→ DOCUMENT SECTION:
[Start of section]

The author provides an ample tour of the horizon of aid, trade, and debt imbalances, of the dangers of culture and confidence of decline, of the need to restore cultural and environmental diversity, and of the need to reprioritize agricultural, education, and environmental services instead of bleeding each country to pay for the military and internal security (and of course corruption).

CORE POINT: The *individual* African is the center of gravity, and only Africans can save Africa–blaming colonialism is *over*. The author's vision for a revolution in leadership calls for integrity at the top, and activism at the bottom, along with a resurgence of civil society and a demand that governments embrace civil society as a full partner.

CORE POINT: The environment must be central to all development decisions, both for foster preservation and permit exploitation without degradation. Later in the book the author returns to this theme in speaking of the Congo forests, pointing out that only equity for all those who are local will allow all those who are foreign to exploit AND preserve.

I am fascinated by the author's expected discussion of the ills of colonialism including the Berlin division, the elevation of elites, arbitrary confiscations of lands, and proxy wars, what I was NOT expecting was a profound yet practical discussion of how the church in combination with colonialism was a double-whammy on the collective community culture of Africa.

The author observes that any move away from aid, which has been an enabler of massive corruption at the top, and toward capitalization and bonds [as the author of Dead Aid proposes in part] will be just as likely to lead to corruption absent a regional awakening of integrity.

The author discusses China, observing that China has used its Security Council veto to protect African interests, and the author observes that the West continues to destroy Africa with arms sales, France and Russia especially, followed by China, with the US a low fourth.

I learn that patronage and the need for protection are the other side of corruption as a deep-seated rationalization for keeping power, and I learn that pensions in Africa are so fragile that retirement is fraught with risk, another reason to seek long-term power holding. I am inspired to think of a regional pension fund guaranteed by Brotherly Leader Muuamar Al-Gathafi.

On a hopeful note the author praises the election of Ellen Johnson-Sirleaf as leader of Liberia, and sees real promise in the AU leadership summits that she attends.

CORE IDEA: Leadership training at all levels must keep pace with the changes in technology and the complexity of Africa's engagements. Civil Society in particular must be understood and embraced by government leaders at all levels.

The author spends time around page 134 discussing her pilot project to create local empowerment, devolving decision-making to create a multi-layered structure that establishes priorities while also providing accountability and transparency, minimizing corruption. Using a trained facilitator, the author brought together around 40 fifteen-person committees to create a strategic plan, and that is now useful as a map regardless of turn-over.

[End of section]

→ THE TASK:
Write out the book review on Africa word for word, from "I am fascinated" to "awakening of integrity.".

→ DATA TO EXAMINE:
[Start of section]

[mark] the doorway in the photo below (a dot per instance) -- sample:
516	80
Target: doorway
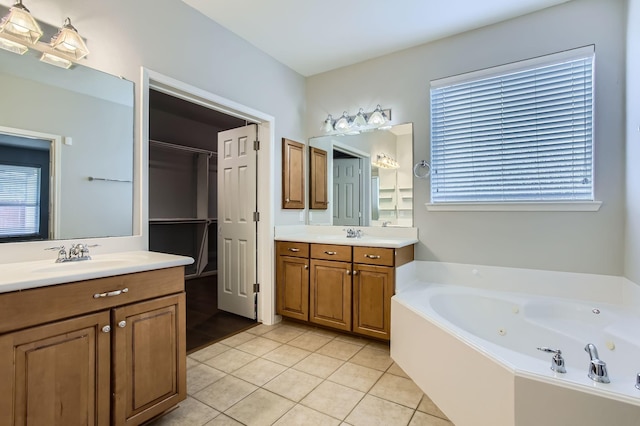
195	110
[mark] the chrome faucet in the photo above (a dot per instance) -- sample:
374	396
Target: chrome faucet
557	362
353	233
597	367
76	252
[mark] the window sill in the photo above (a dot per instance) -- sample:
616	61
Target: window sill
539	206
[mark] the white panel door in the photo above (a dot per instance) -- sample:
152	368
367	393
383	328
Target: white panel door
346	191
236	227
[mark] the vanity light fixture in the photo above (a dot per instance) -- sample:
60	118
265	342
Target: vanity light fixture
19	29
383	161
361	122
377	117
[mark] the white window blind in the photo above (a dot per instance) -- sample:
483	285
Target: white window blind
19	200
517	133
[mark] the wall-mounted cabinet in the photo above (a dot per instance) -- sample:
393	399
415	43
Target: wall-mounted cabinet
183	204
293	187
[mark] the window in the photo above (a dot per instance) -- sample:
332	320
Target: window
24	190
515	133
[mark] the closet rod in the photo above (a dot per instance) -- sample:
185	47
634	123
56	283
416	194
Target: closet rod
182	147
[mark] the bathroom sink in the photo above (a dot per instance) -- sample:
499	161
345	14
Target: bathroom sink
83	265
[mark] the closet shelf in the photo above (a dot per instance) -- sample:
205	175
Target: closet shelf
172	146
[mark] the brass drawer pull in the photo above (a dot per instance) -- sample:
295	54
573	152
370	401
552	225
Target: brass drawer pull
110	293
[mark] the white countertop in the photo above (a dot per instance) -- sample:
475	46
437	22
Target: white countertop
40	273
371	236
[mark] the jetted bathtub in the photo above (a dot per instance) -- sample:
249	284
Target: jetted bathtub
474	351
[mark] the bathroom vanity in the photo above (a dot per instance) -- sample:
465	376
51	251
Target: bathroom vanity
338	282
108	350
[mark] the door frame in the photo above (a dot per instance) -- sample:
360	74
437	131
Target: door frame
266	159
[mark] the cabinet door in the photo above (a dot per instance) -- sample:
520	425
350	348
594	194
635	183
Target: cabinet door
293	191
330	294
292	287
56	374
149	354
372	290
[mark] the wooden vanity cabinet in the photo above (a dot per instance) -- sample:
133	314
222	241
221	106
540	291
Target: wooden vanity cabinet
292	280
330	286
67	357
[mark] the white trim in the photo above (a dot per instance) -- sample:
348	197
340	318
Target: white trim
265	248
580	52
576	206
54	173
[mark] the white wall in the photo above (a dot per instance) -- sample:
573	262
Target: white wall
566	241
171	38
632	258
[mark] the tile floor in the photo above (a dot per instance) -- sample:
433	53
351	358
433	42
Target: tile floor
292	374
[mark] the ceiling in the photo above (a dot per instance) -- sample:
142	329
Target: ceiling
313	36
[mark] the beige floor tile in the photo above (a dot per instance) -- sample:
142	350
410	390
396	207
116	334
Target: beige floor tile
191	363
259	371
356	376
201	376
230	360
301	415
423	419
189	412
428	406
287	355
209	352
310	341
261	329
238	339
339	349
223	420
293	384
225	392
319	365
356	340
258	346
284	334
261	408
397	371
397	389
333	399
372	411
372	358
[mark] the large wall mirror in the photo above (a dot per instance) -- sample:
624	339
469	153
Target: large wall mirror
370	178
82	122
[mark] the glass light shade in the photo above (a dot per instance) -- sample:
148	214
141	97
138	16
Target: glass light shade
343	123
12	46
19	23
383	161
69	42
56	60
360	119
377	117
327	125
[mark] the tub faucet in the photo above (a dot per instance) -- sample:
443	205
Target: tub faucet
557	362
597	367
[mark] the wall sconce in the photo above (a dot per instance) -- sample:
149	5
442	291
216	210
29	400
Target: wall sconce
20	31
383	161
361	122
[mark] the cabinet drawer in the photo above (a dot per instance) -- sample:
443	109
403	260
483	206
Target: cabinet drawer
331	252
373	255
288	248
21	309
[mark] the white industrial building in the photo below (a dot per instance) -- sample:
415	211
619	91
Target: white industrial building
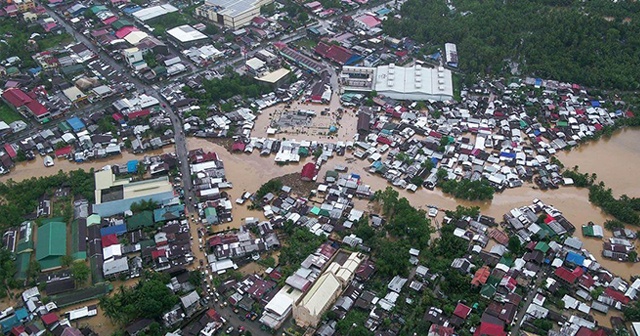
402	83
451	54
231	13
186	35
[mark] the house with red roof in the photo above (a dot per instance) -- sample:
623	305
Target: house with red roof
336	53
438	330
366	21
616	295
138	114
308	172
109	240
10	151
481	276
63	152
50	320
19	100
489	329
462	311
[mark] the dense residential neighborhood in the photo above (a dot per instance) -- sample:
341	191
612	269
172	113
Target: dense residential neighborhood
150	132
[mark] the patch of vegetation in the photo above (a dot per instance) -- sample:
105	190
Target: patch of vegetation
22	197
272	186
226	87
149	298
7	114
479	190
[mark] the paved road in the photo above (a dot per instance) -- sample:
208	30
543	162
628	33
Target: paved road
180	139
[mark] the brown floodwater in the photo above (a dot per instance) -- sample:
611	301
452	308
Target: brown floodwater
614	160
36	168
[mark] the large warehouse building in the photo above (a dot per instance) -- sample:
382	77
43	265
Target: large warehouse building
231	13
114	196
402	83
186	36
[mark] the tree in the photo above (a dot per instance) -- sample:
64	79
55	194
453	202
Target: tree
66	260
33	271
80	272
515	246
632	311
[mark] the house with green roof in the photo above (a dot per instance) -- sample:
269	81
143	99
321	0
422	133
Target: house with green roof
140	220
167	213
51	245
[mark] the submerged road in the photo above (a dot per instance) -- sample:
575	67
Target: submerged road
178	131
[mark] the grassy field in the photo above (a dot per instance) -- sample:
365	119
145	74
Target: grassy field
7	114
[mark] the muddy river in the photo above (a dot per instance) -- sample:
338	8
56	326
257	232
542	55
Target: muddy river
613	160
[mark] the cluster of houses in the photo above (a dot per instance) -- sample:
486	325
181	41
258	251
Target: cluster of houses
214	203
141	124
36	318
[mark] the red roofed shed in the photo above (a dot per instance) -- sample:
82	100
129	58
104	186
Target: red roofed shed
109	240
308	172
64	151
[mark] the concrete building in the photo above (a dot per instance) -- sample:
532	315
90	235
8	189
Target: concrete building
401	83
51	245
451	54
275	78
134	58
309	309
114	196
186	36
231	13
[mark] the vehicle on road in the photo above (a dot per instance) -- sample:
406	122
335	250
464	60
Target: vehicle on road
433	211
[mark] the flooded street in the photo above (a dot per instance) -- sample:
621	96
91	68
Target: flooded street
249	172
317	131
613	160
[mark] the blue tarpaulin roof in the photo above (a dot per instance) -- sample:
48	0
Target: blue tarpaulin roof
383	11
575	258
114	229
132	166
75	123
22	313
507	154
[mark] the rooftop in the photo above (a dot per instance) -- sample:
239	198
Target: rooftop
186	33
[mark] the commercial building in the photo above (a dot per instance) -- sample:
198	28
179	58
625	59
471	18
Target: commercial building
231	13
280	307
51	245
114	196
401	83
309	309
186	35
451	54
275	78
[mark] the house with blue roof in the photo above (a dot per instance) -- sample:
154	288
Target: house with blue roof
132	166
76	124
113	229
575	258
168	213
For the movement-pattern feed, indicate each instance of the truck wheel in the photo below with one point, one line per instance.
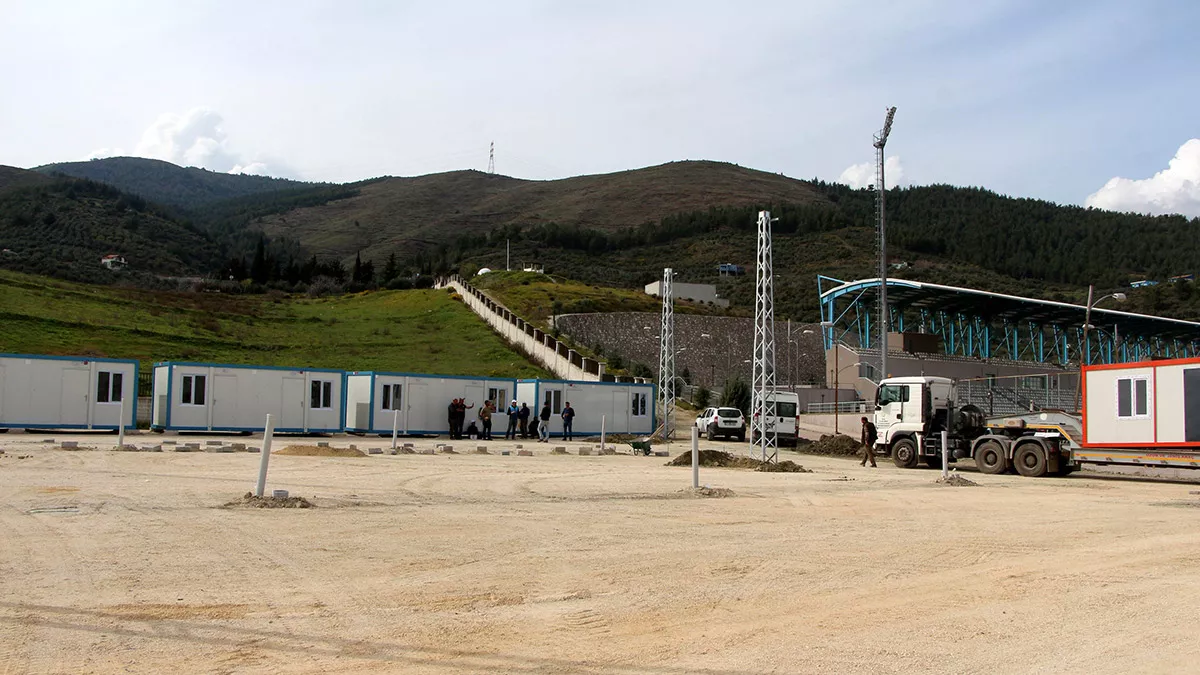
(904, 453)
(1030, 460)
(990, 458)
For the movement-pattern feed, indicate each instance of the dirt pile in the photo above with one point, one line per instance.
(957, 482)
(706, 491)
(319, 452)
(727, 460)
(831, 444)
(250, 501)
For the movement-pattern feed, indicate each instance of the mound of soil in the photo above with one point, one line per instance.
(831, 444)
(250, 501)
(706, 491)
(319, 452)
(723, 459)
(957, 482)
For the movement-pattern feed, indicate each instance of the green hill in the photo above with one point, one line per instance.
(403, 330)
(165, 183)
(64, 226)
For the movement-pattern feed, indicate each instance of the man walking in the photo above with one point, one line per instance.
(544, 424)
(568, 417)
(514, 411)
(869, 436)
(485, 420)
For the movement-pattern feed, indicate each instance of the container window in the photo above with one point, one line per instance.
(322, 394)
(1133, 398)
(193, 389)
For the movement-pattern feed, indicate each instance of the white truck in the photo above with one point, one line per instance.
(1144, 413)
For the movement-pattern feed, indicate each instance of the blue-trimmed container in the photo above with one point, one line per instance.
(417, 402)
(627, 407)
(40, 392)
(204, 396)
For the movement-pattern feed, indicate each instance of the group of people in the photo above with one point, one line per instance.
(521, 422)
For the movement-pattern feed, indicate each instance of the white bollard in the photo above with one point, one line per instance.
(695, 457)
(120, 425)
(267, 455)
(946, 454)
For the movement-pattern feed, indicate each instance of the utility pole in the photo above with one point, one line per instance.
(881, 141)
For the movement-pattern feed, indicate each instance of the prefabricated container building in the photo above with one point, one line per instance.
(417, 404)
(201, 396)
(39, 392)
(627, 407)
(1152, 404)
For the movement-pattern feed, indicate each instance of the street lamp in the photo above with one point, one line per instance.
(1085, 354)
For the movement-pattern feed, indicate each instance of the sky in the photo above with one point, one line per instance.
(1086, 102)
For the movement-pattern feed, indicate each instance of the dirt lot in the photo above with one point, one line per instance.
(598, 565)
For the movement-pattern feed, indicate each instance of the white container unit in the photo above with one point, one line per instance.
(628, 407)
(372, 400)
(199, 396)
(39, 392)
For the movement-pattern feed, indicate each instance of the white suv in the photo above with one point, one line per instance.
(721, 422)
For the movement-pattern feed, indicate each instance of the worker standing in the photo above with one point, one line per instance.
(568, 418)
(544, 423)
(869, 436)
(514, 413)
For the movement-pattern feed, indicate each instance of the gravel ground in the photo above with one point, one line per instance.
(125, 562)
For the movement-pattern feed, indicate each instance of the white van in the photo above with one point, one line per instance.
(787, 407)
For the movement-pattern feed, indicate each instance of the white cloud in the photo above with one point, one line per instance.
(861, 175)
(196, 138)
(1174, 190)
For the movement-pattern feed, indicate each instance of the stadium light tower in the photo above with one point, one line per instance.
(762, 394)
(881, 141)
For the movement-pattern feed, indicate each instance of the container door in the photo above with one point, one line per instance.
(225, 402)
(293, 396)
(418, 416)
(1191, 405)
(76, 396)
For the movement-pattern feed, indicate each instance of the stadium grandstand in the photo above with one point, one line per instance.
(1008, 353)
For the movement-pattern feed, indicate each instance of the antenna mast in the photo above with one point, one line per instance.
(881, 139)
(762, 394)
(666, 356)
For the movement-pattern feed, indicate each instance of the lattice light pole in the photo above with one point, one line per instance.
(762, 393)
(666, 357)
(881, 139)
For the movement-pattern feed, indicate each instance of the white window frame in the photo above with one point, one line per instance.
(108, 399)
(639, 401)
(1133, 398)
(325, 394)
(393, 396)
(190, 389)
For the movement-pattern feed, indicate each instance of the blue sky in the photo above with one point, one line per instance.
(1048, 100)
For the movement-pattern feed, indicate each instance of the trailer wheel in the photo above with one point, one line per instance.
(990, 458)
(904, 453)
(1031, 460)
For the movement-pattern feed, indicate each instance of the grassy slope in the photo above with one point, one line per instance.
(406, 330)
(401, 213)
(533, 296)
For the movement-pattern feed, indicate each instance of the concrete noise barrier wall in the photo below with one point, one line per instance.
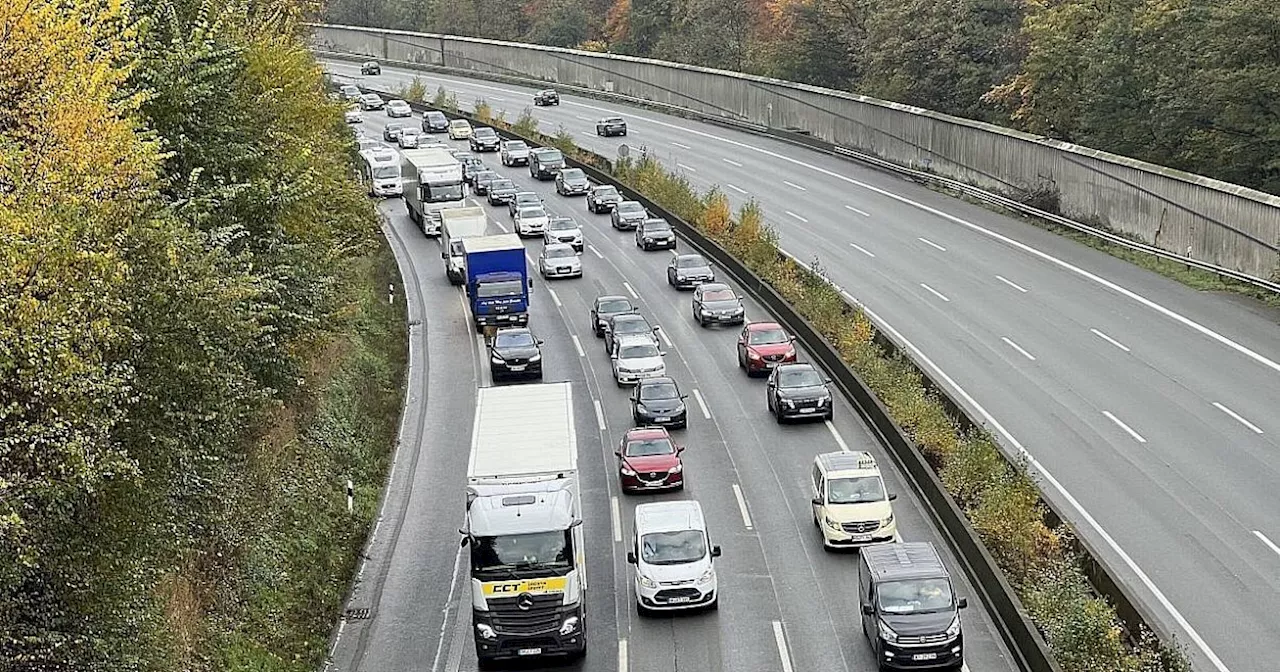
(1183, 214)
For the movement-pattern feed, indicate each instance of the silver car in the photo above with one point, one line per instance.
(560, 260)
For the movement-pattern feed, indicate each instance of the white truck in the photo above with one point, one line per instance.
(524, 525)
(433, 181)
(456, 224)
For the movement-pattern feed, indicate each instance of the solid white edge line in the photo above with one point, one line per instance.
(781, 640)
(835, 433)
(1237, 416)
(741, 506)
(1109, 339)
(1127, 428)
(702, 403)
(1019, 348)
(936, 292)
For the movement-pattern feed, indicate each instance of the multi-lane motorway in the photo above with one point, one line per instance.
(786, 604)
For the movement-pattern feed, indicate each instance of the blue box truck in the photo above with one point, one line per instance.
(498, 280)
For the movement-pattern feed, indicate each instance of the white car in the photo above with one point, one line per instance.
(530, 220)
(560, 260)
(460, 129)
(673, 558)
(636, 357)
(398, 108)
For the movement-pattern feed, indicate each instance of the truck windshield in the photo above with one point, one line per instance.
(918, 595)
(535, 551)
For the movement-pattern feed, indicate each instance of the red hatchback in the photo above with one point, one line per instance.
(763, 346)
(648, 460)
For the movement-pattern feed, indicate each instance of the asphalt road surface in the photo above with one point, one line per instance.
(786, 603)
(1151, 410)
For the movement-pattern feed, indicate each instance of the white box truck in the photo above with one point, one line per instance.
(456, 224)
(524, 525)
(433, 181)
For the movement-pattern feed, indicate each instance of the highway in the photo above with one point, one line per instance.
(786, 604)
(1151, 410)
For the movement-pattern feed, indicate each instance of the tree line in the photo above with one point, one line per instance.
(1187, 83)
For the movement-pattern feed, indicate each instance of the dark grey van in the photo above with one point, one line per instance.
(910, 612)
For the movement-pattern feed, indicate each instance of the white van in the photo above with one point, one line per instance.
(673, 558)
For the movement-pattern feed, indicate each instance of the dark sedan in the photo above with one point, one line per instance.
(515, 352)
(657, 401)
(798, 391)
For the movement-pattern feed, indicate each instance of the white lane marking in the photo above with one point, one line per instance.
(1127, 428)
(936, 292)
(1010, 283)
(1267, 542)
(616, 517)
(702, 403)
(1243, 421)
(781, 639)
(599, 412)
(863, 250)
(840, 440)
(741, 506)
(1109, 339)
(1019, 348)
(933, 245)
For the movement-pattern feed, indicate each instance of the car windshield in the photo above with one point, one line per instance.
(673, 548)
(517, 339)
(658, 391)
(799, 378)
(855, 490)
(766, 337)
(649, 447)
(638, 351)
(914, 597)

[End of section]

→ FINAL ANSWER:
I am fascinated by the author's expected discussion of the ills of colonialism including the Berlin division, the elevation of elites, arbitrary confiscations of lands, and proxy wars, what I was NOT expecting was a profound yet practical discussion of how the church in combination with colonialism was a double-whammy on the collective community culture of Africa.

The author observes that any move away from aid, which has been an enabler of massive corruption at the top, and toward capitalization and bonds [as the author of Dead Aid proposes in part] will be just as likely to lead to corruption absent a regional awakening of integrity.